## Questions on the material
**1.** Retype the passage of the residency rotation text from "Outpatient Psychiatry and" to "outpatient clinic site.".
**2.** Pick up the residency rotation text after its final sentence and keep writing.

## Page extract
BEGIN

McLean Adolescent Partial Hospital Program (1 month)
The McLean Adolescent Partial Hospital Program serves adolescents from the ages of 12 to 19 with a variety of psychiatric disorders. This includes mood disorders, anxiety, autism spectrum disorders, substance use disorders, and those with a persistent pattern of self-injurious or suicidal behavior. The heart of their treatment is their participation in our daily cognitive behavioral therapy milieu program. Over the course of their rotation, MGH/McLean residents work with members of a multidisciplinary team where they evaluate adolescent patients and work closely with their families. They are also immersed in a milieu therapy model that focuses on the transformative power of safety, containment, and prosocial behavior. Residents co-lead psychotherapy groups including both skills-based groups and more traditional process-oriented groups. On this rotation, residents learn about childhood development, how to identify primary mental illness in childhood and adolescence, and how to deploy evidence-based treatments to adolescents across multiple different diagnostic categories.
Outpatient Psychiatry and Longitudinal Elective, 1/2 day per week
PGY2 residents have one afternoon per week dedicated to learning psychodynamic psychotherapy (through 1-2 patient cases) as well as the opportunity to engage in a longitudinal elective of their choosing. Starting psychodynamic psychotherapy training in the PGY2 year provides residents with the opportunity to see a patient longitudinally for three years (PGY2-PGY4). Residents choose either MGH or McLean for their outpatient clinic site.

END

[Items from a data source]

BEGIN

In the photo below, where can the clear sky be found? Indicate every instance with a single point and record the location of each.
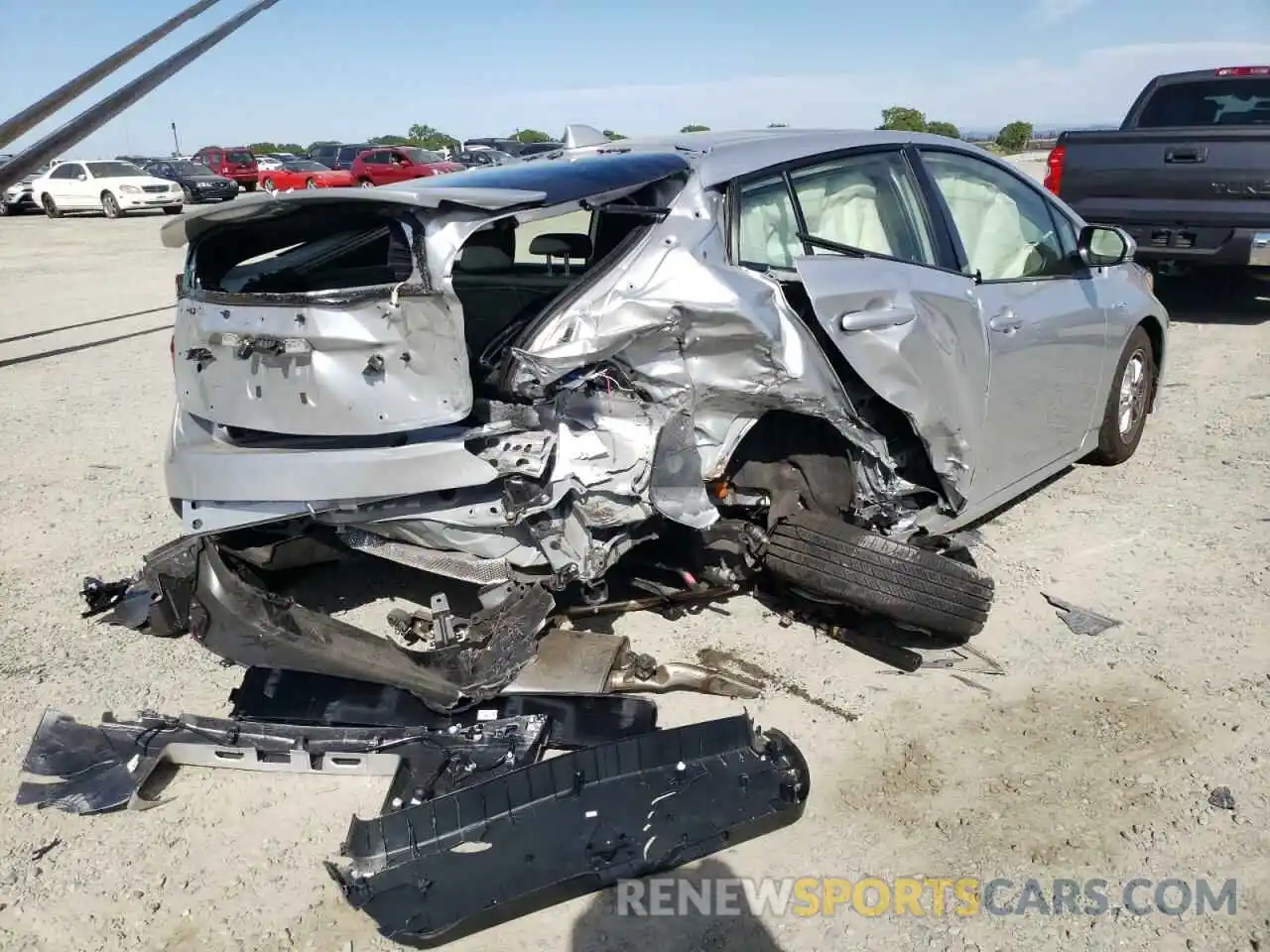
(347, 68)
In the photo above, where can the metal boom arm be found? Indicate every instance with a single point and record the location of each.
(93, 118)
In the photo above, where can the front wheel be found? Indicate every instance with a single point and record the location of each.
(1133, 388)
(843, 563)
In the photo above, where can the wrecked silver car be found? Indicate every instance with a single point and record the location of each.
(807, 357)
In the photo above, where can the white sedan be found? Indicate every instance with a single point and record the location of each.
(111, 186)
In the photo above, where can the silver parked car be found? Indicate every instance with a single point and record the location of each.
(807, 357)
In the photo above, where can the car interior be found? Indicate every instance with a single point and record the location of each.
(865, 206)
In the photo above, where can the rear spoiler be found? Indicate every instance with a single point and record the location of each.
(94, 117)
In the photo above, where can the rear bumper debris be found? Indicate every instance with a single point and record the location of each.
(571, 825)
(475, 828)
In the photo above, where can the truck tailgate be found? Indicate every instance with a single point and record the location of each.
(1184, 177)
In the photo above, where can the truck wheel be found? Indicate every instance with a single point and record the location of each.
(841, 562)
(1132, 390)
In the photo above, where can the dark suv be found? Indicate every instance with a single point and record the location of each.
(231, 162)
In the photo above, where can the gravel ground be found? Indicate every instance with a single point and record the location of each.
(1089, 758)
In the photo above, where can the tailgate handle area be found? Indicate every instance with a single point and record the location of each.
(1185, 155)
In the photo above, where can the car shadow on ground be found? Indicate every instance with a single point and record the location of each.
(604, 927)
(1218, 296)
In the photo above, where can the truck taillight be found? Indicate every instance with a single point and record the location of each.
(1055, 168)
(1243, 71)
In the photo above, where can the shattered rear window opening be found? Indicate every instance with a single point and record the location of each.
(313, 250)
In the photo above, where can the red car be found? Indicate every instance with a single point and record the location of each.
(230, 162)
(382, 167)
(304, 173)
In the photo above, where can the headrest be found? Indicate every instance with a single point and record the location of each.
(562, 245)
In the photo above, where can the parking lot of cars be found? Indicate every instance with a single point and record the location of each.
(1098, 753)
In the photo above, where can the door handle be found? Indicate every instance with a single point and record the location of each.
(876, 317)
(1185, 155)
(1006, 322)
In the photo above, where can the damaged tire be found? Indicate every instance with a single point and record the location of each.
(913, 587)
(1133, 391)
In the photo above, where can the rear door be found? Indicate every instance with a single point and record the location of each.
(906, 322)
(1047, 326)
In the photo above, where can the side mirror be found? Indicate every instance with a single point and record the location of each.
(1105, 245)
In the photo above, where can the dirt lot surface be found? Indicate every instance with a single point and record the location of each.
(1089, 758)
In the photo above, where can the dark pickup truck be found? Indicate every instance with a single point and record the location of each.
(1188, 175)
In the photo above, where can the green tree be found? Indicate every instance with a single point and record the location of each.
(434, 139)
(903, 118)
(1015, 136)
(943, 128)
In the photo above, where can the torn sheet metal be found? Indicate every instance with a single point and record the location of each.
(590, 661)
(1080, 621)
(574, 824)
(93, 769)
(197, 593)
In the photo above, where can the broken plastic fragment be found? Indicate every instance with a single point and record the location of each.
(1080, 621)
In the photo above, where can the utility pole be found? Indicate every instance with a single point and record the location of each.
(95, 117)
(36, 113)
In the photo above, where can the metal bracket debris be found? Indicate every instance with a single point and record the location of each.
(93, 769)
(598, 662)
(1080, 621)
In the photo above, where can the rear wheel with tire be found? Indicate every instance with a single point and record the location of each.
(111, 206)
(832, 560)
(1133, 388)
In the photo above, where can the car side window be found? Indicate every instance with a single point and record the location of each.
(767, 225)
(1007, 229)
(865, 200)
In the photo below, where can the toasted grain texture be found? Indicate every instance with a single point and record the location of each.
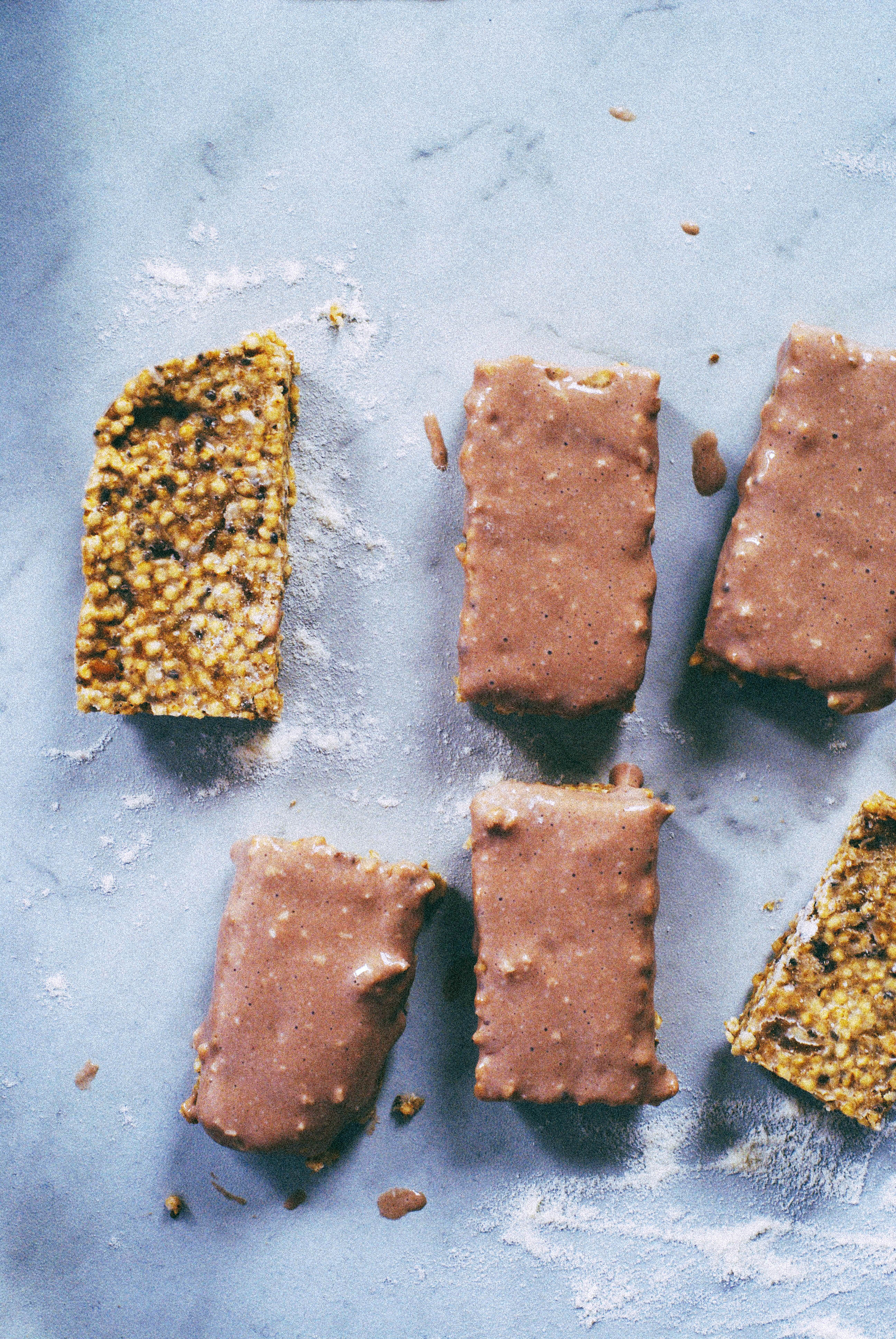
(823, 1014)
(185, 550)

END

## Answers for this exercise
**1.**
Outpatient Psychiatry and Longitudinal Elective, 1/2 day per week
PGY2 residents have one afternoon per week dedicated to learning psychodynamic psychotherapy (through 1-2 patient cases) as well as the opportunity to engage in a longitudinal elective of their choosing. Starting psychodynamic psychotherapy training in the PGY2 year provides residents with the opportunity to see a patient longitudinally for three years (PGY2-PGY4). Residents choose either MGH or McLean for their outpatient clinic site.

**2.**
Core Didactic Curriculum
These seminars are held throughout the year on Wednesdays from Noon to 5:00 pm, and rotate between the MGH and McLean Hospital campuses every six months. Residents are protected from clinical responsibilities during this time. The required seminars for the PGY2 year are comprehensive, extending over the entire year. Speakers are leaders in their fields, exposing residents to current research and theory as applied to everyday clinical situations. Topics include introductory and basic psychodynamic psychotherapy, psychopharmacology, psychiatric diagnosis, neuroscience, scholarly activity, medical ethics, case formulation, forensic psychiatry, and an introduction to cognitive behavioral therapy and group therapy. Residents from all classes interact together during the noon hour for the Resident Association Meeting, meetings with the training director or Chief of Psychiatry, or Journal Club. All classes have a T-group prior to the start of the afternoon seminars, in which the class meets weekly with a trained group therapist.
Call
6 weeks of nightfloat over the course of the year (3 weeks at MGH and 3 weeks at McLean, divided in 1-2 week blocks). PGY2 residents are also scheduled for weekend calls (Friday night, Saturday/night, or Sunday) at MGH or McLean throughout the year, at an average of 1-2 weekend calls per month. When rotating at McLean, PGY2s also work evening shifts (5-9pm) in the Clinical Evaluation Center, at an average of 1 shift per month.
Vacation
Four weeks vacation, in 1 week blocks spread out over the course of the year.